* Instructions to follow: State the number of lines in these records holding "wheel". Say nothing more.

* Given records:
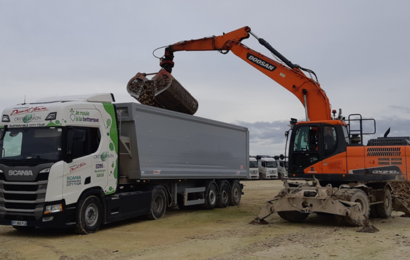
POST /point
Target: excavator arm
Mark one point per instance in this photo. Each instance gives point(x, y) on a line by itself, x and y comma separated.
point(290, 76)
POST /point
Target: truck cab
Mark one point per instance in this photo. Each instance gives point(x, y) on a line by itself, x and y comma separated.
point(268, 167)
point(253, 168)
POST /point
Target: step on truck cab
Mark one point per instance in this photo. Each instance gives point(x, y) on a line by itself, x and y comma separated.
point(82, 161)
point(253, 168)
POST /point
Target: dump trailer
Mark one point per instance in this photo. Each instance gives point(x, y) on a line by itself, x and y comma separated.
point(253, 168)
point(83, 161)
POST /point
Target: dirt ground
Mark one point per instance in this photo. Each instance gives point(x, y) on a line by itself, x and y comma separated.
point(216, 234)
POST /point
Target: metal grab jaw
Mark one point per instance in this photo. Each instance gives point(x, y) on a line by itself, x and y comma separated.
point(310, 198)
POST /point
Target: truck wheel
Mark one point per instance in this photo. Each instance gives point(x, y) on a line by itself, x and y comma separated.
point(293, 216)
point(211, 196)
point(89, 215)
point(385, 209)
point(224, 196)
point(158, 203)
point(236, 194)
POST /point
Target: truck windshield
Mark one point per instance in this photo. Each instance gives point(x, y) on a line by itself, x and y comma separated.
point(253, 164)
point(39, 144)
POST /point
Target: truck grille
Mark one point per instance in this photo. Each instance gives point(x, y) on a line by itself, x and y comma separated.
point(23, 200)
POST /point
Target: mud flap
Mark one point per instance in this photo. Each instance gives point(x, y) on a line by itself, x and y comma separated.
point(398, 205)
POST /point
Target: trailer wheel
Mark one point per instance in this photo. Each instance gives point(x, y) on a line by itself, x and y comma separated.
point(293, 216)
point(385, 209)
point(89, 215)
point(158, 203)
point(211, 196)
point(236, 194)
point(224, 196)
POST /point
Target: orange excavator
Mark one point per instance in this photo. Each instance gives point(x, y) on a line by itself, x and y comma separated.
point(358, 180)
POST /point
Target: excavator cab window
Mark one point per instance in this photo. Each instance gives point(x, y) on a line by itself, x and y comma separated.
point(311, 143)
point(330, 140)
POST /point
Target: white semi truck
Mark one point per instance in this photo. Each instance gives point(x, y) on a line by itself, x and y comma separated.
point(83, 161)
point(268, 167)
point(253, 168)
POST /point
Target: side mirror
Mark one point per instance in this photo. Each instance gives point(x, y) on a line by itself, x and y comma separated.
point(3, 132)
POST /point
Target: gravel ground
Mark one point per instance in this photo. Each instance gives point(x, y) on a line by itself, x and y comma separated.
point(216, 234)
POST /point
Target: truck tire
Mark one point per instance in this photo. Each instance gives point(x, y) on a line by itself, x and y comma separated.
point(158, 203)
point(236, 194)
point(211, 195)
point(89, 215)
point(293, 216)
point(385, 209)
point(224, 196)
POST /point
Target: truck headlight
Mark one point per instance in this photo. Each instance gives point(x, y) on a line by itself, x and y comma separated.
point(53, 208)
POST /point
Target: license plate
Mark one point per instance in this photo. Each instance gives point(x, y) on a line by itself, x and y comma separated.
point(18, 223)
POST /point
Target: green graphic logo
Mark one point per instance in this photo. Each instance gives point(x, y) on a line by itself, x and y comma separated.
point(104, 156)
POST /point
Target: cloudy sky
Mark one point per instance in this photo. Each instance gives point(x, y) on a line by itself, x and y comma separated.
point(358, 49)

* Final answer: 2